----- Page extract

A searchable, downloadable PDF of the original article appears below. Dr. Thomas W. Gillespie began his tenure as President of Princeton Theological Seminary on September 1, 1983. This article was first published in the Princeton Seminary Bulletin, Vol. V, No. 1, 1984, pp. 1-8. It appears here by permission.
For a decade now I have served as a member of our Presbyterian delegation to the Consultation on Church Union. It has been a rich and rewarding experience. With it, however, has come a big surprise. 1 have discovered that the most divine issue among the participating churches is not our theology of Scripture and Tradition. Neither is it our understanding of Creeds and Confessions, nor our theology of the Sacraments. It is not even our diverse liturgical practices. The most divisive issue among us is the nature of the ministry in the church.
Traditionally, in ecumenical conversations and elsewhere, this theme has been approached at the formal level of offices, orders, and ordination. In Roman Catholicism, for example, the point of departure until recently has been the priesthood with its clerical and hierarchical orders. In our Reformed tradition, despite its lip- service to the priesthood of all believers, the starting line has been the ministerial orders formulated by Martin Bucer at Strasbourg, implemented by John Calvin at Geneva, and modified a century later by the Westminster Assembly at London. Thus when a Presbyterian speaks of “the ministry” of the church, the usual reference is to our threefold ecclesiastical order of pastors and elders and deacons.
Let me state categorically that the traditional approach is the wrong approach. The ordained offices of the church are not the proper point of departure for a theology of the ministry. In support of this denial, I submit to you three considerations.
First, beginning our theology of ministry with the offices of the church leads inevitably to an unhealthy clericalism. The “clergy” are defined as that group within the church which by ordination has “a part” (Greek: hleros) in the ministry. The rest of the church is defined as the “laity” (Greek: laos), meaning the unordained “people” who have no part in the ministry. The church is thus divided into two distinct classes of believers if not into two separated castes. There are the ministers and there are those to whom these ministers minister. Where this ministry is conceived in terms of priestly functions, the people of God live in a two-storey house. The clergy occupy the “upstairs” and the laity the “downstairs.” A non-priestly version of the ministry, like our own, results in a “split-level” living arrangement. Here the staircase may be shorter, but the “upstairs/downstairs” mentality remains. What is ironic about all this is the fact that a theology of ministry is transformed into a sociology of status. I would argue that any theology of ministry that turns upon the question of status is by definition false doctrine.

----------
----- Material supplied

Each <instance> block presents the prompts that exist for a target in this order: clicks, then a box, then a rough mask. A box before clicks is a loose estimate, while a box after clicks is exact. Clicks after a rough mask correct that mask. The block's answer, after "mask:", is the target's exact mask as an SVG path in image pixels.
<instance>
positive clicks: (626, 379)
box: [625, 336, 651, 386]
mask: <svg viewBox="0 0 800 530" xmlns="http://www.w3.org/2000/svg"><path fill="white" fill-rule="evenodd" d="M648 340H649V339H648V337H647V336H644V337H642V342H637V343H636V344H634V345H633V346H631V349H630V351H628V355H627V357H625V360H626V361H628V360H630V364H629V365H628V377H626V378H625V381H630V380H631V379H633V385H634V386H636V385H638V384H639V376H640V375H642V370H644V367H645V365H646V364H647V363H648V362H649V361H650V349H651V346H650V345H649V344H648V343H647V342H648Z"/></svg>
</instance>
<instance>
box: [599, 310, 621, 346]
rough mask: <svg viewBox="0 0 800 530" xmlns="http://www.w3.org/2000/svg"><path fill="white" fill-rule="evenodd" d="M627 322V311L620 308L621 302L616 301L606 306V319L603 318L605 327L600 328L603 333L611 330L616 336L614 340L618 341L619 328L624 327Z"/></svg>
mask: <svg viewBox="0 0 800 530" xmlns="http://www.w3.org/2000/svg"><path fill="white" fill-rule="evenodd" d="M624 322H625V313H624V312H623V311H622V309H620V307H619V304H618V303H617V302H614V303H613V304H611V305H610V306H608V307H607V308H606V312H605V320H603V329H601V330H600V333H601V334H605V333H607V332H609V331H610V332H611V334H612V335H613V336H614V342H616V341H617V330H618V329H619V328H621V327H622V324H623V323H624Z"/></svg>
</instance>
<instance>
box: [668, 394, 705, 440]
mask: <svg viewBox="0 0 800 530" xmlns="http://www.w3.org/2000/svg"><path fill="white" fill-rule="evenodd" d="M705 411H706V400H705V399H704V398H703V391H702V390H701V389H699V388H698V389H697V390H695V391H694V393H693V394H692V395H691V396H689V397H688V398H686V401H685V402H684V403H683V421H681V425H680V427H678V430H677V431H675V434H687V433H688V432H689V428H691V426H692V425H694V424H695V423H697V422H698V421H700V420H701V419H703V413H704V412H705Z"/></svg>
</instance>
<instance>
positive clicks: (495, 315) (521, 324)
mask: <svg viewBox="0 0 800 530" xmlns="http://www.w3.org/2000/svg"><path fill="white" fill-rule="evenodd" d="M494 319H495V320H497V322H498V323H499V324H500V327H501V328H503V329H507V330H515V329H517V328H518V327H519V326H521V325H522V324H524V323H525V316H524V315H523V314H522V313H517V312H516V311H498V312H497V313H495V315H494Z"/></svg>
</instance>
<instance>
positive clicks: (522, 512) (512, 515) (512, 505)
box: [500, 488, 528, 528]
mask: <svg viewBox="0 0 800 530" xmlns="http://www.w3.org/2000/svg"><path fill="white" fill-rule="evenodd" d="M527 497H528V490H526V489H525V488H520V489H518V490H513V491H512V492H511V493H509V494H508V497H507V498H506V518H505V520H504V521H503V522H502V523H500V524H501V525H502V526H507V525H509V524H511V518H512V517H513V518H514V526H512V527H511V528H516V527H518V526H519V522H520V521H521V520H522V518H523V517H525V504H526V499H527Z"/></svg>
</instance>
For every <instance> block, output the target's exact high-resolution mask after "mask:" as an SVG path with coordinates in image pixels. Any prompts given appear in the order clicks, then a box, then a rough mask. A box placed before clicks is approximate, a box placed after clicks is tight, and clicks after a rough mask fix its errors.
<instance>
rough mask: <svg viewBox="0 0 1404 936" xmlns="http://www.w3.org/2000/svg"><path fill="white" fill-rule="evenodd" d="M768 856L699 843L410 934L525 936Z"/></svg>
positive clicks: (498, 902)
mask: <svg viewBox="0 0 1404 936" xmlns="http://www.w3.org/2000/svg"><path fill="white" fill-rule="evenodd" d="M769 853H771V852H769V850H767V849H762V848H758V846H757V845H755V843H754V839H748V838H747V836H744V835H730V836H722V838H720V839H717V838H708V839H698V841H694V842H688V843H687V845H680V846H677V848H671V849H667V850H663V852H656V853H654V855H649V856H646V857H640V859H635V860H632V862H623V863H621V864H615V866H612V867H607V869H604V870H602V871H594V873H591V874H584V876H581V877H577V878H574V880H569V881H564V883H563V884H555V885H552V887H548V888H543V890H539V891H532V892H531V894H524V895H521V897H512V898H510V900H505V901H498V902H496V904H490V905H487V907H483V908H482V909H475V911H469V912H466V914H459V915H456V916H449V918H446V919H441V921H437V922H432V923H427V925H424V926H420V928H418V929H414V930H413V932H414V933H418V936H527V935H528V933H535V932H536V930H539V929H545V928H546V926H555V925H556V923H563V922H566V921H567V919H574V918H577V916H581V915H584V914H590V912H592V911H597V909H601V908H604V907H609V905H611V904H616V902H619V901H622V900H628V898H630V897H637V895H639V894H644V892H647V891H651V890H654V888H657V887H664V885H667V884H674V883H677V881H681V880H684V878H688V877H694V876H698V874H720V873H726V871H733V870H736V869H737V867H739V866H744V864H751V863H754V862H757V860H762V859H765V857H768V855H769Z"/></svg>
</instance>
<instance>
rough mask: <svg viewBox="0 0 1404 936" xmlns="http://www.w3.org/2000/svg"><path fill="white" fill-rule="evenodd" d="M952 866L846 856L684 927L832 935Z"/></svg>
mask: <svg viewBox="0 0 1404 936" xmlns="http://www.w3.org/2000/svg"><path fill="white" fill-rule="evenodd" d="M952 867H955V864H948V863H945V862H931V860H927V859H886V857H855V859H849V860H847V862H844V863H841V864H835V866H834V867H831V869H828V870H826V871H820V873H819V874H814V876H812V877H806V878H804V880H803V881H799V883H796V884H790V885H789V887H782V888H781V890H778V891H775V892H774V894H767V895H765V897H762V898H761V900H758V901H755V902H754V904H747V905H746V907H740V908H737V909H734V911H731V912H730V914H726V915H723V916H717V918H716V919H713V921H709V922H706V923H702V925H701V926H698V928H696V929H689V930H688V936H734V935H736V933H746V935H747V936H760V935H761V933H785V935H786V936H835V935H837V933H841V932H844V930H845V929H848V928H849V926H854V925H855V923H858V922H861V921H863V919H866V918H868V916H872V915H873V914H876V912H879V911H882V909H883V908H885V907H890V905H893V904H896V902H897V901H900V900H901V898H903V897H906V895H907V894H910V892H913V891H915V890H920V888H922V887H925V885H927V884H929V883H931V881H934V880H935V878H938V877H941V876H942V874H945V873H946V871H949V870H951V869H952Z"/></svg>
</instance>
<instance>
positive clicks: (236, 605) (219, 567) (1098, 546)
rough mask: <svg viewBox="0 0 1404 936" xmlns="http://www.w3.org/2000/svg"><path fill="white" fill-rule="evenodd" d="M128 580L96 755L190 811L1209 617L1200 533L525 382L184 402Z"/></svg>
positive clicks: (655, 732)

----------

▶ [Questions]:
1. In the ministry article, what is the most divisive issue among the churches in the Consultation on Church Union?
2. Please continue the ministry article from the point where it stops.

▶ [Answers to this exercise]:
1. The nature of the ministry in the church.

2.
The second consideration follows from the first. If beginning our theology of ministry with the offices of the church is an invitation to clericalism, the acceptance of this invitation results in a part where only a few are asked to dance. Without question, the scope of the church’s ministry is severely limited to the work of ordained officers. No matter how strongly we may advocate a “trickle down” philosophy of “Christian service,” the impression is given that the ministry belongs to the ordained. One layman put it graphically, “My task in the church is to show up, sit up, pay up, and shutup.” His name, I fear, is Legion—for he is many. Such a consequence “short-stops” the work of the Spirit, “short-sheets” the work of ministry, and “short-changes” the laos of God who are called to this task.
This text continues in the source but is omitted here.